__Document passage__

──────

Abstract: Outcrop based analog for shallow-water, high frequency carbonate cycles from the Chesterian from Southwestern New Mexico

Chesterian strata in Southwestern New Mexico are composed of 30 cycles ranging from 1 to 10 m in thickness. These cycles are composed of a distinctive suite of eight carbonate and clastic lithofacies including: shales, siltstones, sandstones, lime mudstones, wackestones, packstones, bioclastic grainstones, and oolitic grainstones. Throughout the stratigraphic interval, these facies are ordered in a predictable coarsening-upward sequence, culminating in grainstones, or detrital clastics. Middle Carboniferous glaciation, acting in concert with regional tectonism related to the Ouachita-Marathon Orogeny, controlled fluctuations in relative sea level and cycle development. Based upon biostratigraphic control for this section these meter-scale cycles average 500 k.y. in duration, equivalent to 4th order sequences.

──────

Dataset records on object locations
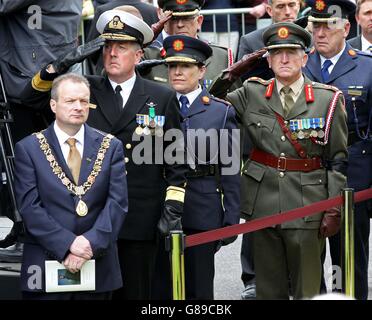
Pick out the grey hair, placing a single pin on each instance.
(73, 77)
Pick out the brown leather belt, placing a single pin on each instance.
(286, 164)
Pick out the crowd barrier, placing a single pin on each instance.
(178, 241)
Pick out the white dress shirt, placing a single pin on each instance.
(334, 59)
(191, 96)
(63, 136)
(126, 87)
(296, 87)
(365, 44)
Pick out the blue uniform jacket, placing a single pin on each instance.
(48, 208)
(203, 208)
(352, 75)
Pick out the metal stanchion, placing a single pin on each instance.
(347, 242)
(177, 264)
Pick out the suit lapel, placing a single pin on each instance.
(136, 100)
(91, 145)
(343, 65)
(274, 102)
(106, 97)
(53, 142)
(314, 67)
(198, 106)
(300, 105)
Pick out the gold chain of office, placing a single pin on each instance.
(81, 190)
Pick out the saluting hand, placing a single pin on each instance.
(81, 247)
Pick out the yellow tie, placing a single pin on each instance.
(288, 99)
(74, 159)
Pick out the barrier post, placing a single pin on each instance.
(177, 246)
(347, 242)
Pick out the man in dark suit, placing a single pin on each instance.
(363, 16)
(335, 63)
(212, 194)
(71, 190)
(147, 11)
(132, 109)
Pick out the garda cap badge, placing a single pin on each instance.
(283, 33)
(178, 45)
(206, 100)
(320, 5)
(116, 23)
(352, 52)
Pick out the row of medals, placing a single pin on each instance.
(306, 134)
(152, 129)
(307, 128)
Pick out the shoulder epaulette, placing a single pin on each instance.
(324, 86)
(217, 46)
(363, 53)
(257, 79)
(221, 100)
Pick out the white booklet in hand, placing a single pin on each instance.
(59, 279)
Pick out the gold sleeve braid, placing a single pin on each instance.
(41, 85)
(175, 193)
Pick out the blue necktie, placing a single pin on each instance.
(184, 102)
(325, 73)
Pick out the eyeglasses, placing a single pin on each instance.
(186, 19)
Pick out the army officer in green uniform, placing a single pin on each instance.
(299, 135)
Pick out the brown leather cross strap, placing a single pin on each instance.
(300, 151)
(286, 164)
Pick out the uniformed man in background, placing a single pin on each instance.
(127, 106)
(186, 20)
(334, 62)
(212, 196)
(299, 135)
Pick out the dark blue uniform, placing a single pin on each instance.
(204, 207)
(352, 75)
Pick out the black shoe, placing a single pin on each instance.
(13, 254)
(249, 292)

──────

__Given exercise__
Pick up the abstract on Chesterian carbonate cycles in Southwestern New Mexico after its last sentence and keep writing it.

__Expected answer__
Carbonate grainstones, grain-rich packstones, wackestones, and sandstones serve as potential reservoir facies. Deposited as sheets, these reservoir facies are sub-parallel to the shoreline, similar to the modern grain-rich shoals forming off of the coast of Qatar. The vertical thickness of the grainstones is typically no more than 1 meter. Laterally, these facies are traceable for several km’s in both the strike and dip directions. The lime mudstones and shales are low permeability, non-reservoir facies, Instead, they act as the primary sealing unit, both vertically by variations in stacking patterns, and laterally through facies changes.

This outcrop based depositional model for the Chesterian in the Pedregosa basin has the potential to serve as an analog for modeling reservoir geometry’s of Middle to Late Paleozoic cyclic carbonate ramp reservoirs in the Rocky Mountain region, the Permian Basin, and the Mid-Continent of North America.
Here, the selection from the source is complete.